Task to carry out: Collect every line in the entries below that contains the string "target" and copy each of those lines in full. Treat the match as case-sensitive.

-- Materials provided start --

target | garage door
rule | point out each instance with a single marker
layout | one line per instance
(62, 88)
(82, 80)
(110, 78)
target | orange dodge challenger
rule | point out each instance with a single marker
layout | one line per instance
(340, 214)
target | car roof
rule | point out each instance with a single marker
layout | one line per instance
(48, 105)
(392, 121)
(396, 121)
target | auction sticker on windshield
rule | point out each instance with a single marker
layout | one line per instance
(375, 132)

-- Materials provided end --
-- Materials provided start --

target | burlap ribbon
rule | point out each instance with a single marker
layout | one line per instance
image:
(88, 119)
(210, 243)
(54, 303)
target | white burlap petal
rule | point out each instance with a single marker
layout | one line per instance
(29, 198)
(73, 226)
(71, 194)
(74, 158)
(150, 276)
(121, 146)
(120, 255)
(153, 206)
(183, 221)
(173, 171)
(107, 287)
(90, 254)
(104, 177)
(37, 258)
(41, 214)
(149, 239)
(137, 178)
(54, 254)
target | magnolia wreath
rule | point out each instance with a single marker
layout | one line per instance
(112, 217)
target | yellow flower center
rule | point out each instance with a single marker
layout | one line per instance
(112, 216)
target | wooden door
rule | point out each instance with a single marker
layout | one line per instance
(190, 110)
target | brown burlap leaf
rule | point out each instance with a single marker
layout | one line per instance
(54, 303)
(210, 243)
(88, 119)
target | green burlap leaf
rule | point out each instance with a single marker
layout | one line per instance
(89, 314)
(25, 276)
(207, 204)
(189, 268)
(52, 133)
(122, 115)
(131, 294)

-- Materials provided end --

The completed task:
target | garage door
target | orange dodge challenger
target | car roof
target | auction sticker on windshield
target | burlap ribbon
target | white burlap petal
target | magnolia wreath
target | yellow flower center
target | wooden door
target | brown burlap leaf
target | green burlap leaf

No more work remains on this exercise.